Stored rows:
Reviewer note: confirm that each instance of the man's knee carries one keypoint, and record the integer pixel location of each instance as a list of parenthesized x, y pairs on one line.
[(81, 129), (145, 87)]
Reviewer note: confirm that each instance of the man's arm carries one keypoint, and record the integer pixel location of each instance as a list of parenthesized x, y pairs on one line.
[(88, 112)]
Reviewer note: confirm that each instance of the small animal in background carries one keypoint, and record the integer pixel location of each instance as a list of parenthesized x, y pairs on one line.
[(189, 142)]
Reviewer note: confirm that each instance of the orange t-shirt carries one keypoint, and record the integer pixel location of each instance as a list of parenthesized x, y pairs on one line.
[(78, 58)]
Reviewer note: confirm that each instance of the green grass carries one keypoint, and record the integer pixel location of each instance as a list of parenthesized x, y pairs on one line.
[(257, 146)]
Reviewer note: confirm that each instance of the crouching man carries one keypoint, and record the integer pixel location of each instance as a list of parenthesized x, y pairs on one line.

Goal of the exercise:
Print all of the entries above again, word for word and line by line, with nothing changed.

Output of the exercise:
Reviewer note: confirm that each instance of the man's knee carries one keypoint, and record the integer pixel location of each instance as a list of parenthesized x, y pairs on one line.
[(81, 129), (145, 87)]
Reviewer note: confirm that each instance of the man's arm carries one keypoint, and record the integer pixel location of each instance as a list of parenthesized x, y pairs on one line.
[(88, 112)]
Reviewer note: confirm that each instance of the small animal in background carries one keypoint, and record the integer pixel location of each instance as a list of parenthesized x, y pairs on one line.
[(189, 142)]
Reviewer note: confirm that each instance of the orange t-shirt carries one keypoint, and record the integer pixel location of each instance as a list of parenthesized x, y pairs on one line.
[(78, 58)]
Reviewer note: confirm that each instance of the green grass carries one keypoint, and record the integer pixel location of each instance as a list of parenthesized x, y pairs on one line.
[(257, 146)]
Reviewer note: confirm that each instance of the crouching man carries one keypoint, and record the integer pixel location of each instance as a list of parenthesized x, y pairs on one line.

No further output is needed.